** Exercise set **
[1] According to the piece on break-up scenes in romance novels, what star rating did the nearly five-star book end up with after its obligatory break-up scene?
[2] Write the next part of the discussion of break-up scenes in romance novels, picking up right after its final sentence.

--- Page text ---

How break-up scenes/ conflict in romances they can be done well

Most of the contemporary romances I really love don’t have an obligatory break-up scene. An obligatory break-up scene usually can and will diminish my enjoyment of a book, usually not enough to knock down a star, but still negatively impacts my enjoyment. I do remember one romance book that almost was a 5 star rating and then the obligatory break-up scene happened and I disliked it so much it ended up with a 4 star, still a very good romance, but I dislike that part so much I couldn’t award it a 5 star anymore.
Okay back to the topic how can conflict or a break-up scene be done well? Mostly by being the opposite of what I mentioned before. I want the conflict to feel in character. If you have a character who runs when things get hard she will run when conflict arises, if a character avoids conflict she will do so, if someone has a fiery personality and gets angry and lashes out, she will also do so in conflict. That’s realistic and makes sense, but characters who are normally level headed and suddenly get irrationally angry or people who are always honest, but suddenly lie about something big, that just feels weird and out of character. I want the break-up or conflict to feel realistic, fitting the story and the characters. And if at all possible be original, I don’t want to read about the exact pattern of conflict or building relationships again. I want something slightly different. I want it to be shaped by the characters. Everyone is different and everyone’s relationships are different too, let that shape how they deal with conflict as well. I want to feel and understand why this conflict is there and if they really need to break-up, make me understand why. Although in my opinion a break-up is very serious and is usually what you do after everything has failed. I want to see couples try and save the relationship, instead of just giving up. So in general I think the best way to handle conflict in a book is to not have a break-up scene, but have the couple deal with it in a different way, but I’ve also read a few break-up scenes that did feel natural and realistic, but there are few of those.

What do you think of the obligatory break-up scene in romances? Do you like it or hate it? And which books handle break-up scenes or conflict well?


32 responses to “Lola’s Ramblings: Why I hate the Obligatory Break-up Scene in Books

  1. Ani

    I’m with you on the obligatory break-up scene. I like to call it the obligatory BIG MISUNDERSTANDING IN ROMANCES, because that tends to be the catalyst for the obligatory break-up scene in a lot of romances I’ve read (and a lot of K-drama I’ve watched). And like you, I really hate them when they feel like they’re included for the sake of being included–like the writer needed to meet some sort of romantic angst quota or something and the only way to do that is to write a forced obligatory break-up scene even though it seems out of character.

    One good break-up scene I liked is actually not really a break-up scene per se, because the couple don’t actually break-up face-to-face and just kind of move on; but the couple splits up for pretty legitimate reasons–Cindy Gerard’s The Way Home. So it made their reunion extra sweet.

    I can’t seem to pluck off the top of my head any other ones, though I read a lot of romantic suspense and the characters/couples tend to spend more time brooding about not being able to be together in the long run more than having actual break-ups. And then they have more problems to worry about anyway…

    Great topic!
    Ani recently posted…Thoughts: The Perfect HusbandMy Profile

    • That’s a good way to name it as well. And indeed often it’s all based either on a big misunderstanding or lack of communication. I don’t mind a break-up scene when it feels natural, but often it feel so artificial and added just for the sake of conflict.

      I haven’t read that book, but I do remember a few books where I liked how the break-up scene or conflict scene was handled.

--- Records ---

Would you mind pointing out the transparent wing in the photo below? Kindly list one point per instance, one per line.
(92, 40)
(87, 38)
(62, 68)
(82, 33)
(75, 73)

---

** Answers to the tasks **
[1] Four stars.

[2]
      And that type of romances are out there a lot too, where they don’t have as much time together and never get a break-up. Those still feel a lot more natural in most cases.
      Lola recently posted…Lola’s Kitchen: Cheesecake RecipeMy Profile

  2. I don’t really read much romance, but I know in romantic films, or when there is a strong romance element in another genre of book I’m reading, the obligatory break up really does annoy me. Mostly because it is generally the result of a misunderstanding that could be literally cleared up in seconds if they just told the other person one little detail, and I find it super frustrating. Usually it’s something that you would just naturally tell the other person when it came to an argument anyway, so it’s just so unrealistic!
    Laura recently posted…Review: The Blade Itself by Joe AbercrombieMy Profile

    • I read quite a lot romance books and the obligatory break-up scene really annoys me. If a book doesn’t have one I already do enjoy that part more. And indeed the fact that it’s often a big misunderstanding or lack of communication that could be cleared up easily if they talked is what bothers me. And indeed in real life often people would mention it and just naturally tell it when it comes to an argument. I hate it when books have such unrealistic scenes.

  3. I dislike the breakup most when it’s a vehicle for drama…when a simple conversation would solve everything yet there has to be a huge, drama-filled scene where no communicating happens…and then later, once they’ve had time apart or time to cool down, they realize the error of their ways. Yes indeed, I dislike it. I understand that sometimes a story wouldn’t exist if the characters were able to just communicate BUT… using a misunderstanding as a means to create tension and gratuitous drama is irritating.
    Of course, there is a flip-side to this…some authors can use a breakup well but I tend to think it’s usually because of more substantial reasons.
    Great topic this week, Lola!
    Bookworm Brandee recently posted…That’s What HE Said #60 ~ Thirsty Thursday & Hungry Hearts #41My Profile

    • I can imagine that sometimes you need some time apart, but the way it often goes in romance books is just so unrealistic with the big drama because of lack of communication or miscommunication. And indeed sometimes that lack of communication or miscommunication is important for the story, but overall I still don’t like it, especially when it’s too obvious to the reader. And I especially dislike it when that misunderstanding will be used to create drama. And yes I’ve read a few books where the conflict of break-up or time apart scenes were written and that always makes me happy, so yes it can be done right and I often appreciate those books even more because of that.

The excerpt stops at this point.